TEXTO DE ORIGEM ->
:::
Ora, o que nós precisamos não é de um homem com a inteligência e a honestidade de Salazar, mas de cidadãos que valorizem a honestidade e a inteligência, sem complexos, amem a liberdade, o que significa ser responsável, e cultivem o respeito pelos outros e pela diversidade. Ditadores e pastores é precisamente aquilo que nós não precisamos, sejam eles inteligentes ou estúpidos. É precisamente aqui que reside a diferença entre o Homem e a ovelha: enquanto a ovelha procura um pastor que a guie, o Homem busca a Liberdade. "Ser homem é ser livre. Tornarmo-nos verdadeiros homens, esse é o sentido da História." (Jaspers)

E já vai sendo tempo de os portugueses tirarem as palas dos olhos e deixarem de tirar água à nora. Quase 50 anos depois do 25 de Abril, a esmagadora maioria dos portugueses continua amarrada à nora e a ver o mundo a preto e branco: direita/esquerda, Benfica/Sporting, comunistas/fascistas, Norte/Sul. Não admira, por isso, que os portugueses vão sempre parar ao mesmo sítio. É esse o destino do burro que tira água à nora.

Como disse Laborinho Lúcio, «na complexidade da vida não sou o preto ou o branco, sou preto, branco, amarelo, verde e, no momento de escolher, vou buscar a cor que naquele momento se impõe.»

Ao contrário da esmagadora maioria dos portugueses que conheço, não tenho nenhum brinco de identificação na orelha, que me tivesse sido posto à nascença ou na infância, fosse ele do Benfica, do Sporting, dos Católicos ou da Mocidade Portuguesa. Eu não nasci ovelha de nenhum rebanho. Nasci livre.

Como escreveu Miguel Torga, “Ser livre não é um dote, é um dom”. Só estou vinculado à minha consciência. E se gosto de participar em debates acesos em que defendo com entusiasmo as minhas convicções, o meu principal objectivo não é convencer o oponente da minha razão, mas desafiá-lo a convencer-me de que eu estou errado. E, se me convencer, eu mudo de opinião de imediato. Como dizia André Gide, “confia nos que procuram a verdade, mas desconfia daqueles que a encontram”.
:::
ENUNCIADO DA TAREFA -> Por favor, transcreva sem alterações o trecho do texto sobre a liberdade que começa em "Ao contrário da" e segue até "rebanho. Nasci livre.", inclusive.

DADOS FORNECIDOS ->
:::
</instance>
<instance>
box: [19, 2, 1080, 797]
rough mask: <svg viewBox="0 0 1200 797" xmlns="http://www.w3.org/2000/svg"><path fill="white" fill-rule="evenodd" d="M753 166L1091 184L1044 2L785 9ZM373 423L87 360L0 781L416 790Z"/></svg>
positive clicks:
:::
ÁREA DE RESPOSTA ->
Ao contrário da esmagadora maioria dos portugueses que conheço, não tenho nenhum brinco de identificação na orelha, que me tivesse sido posto à nascença ou na infância, fosse ele do Benfica, do Sporting, dos Católicos ou da Mocidade Portuguesa. Eu não nasci ovelha de nenhum rebanho. Nasci livre.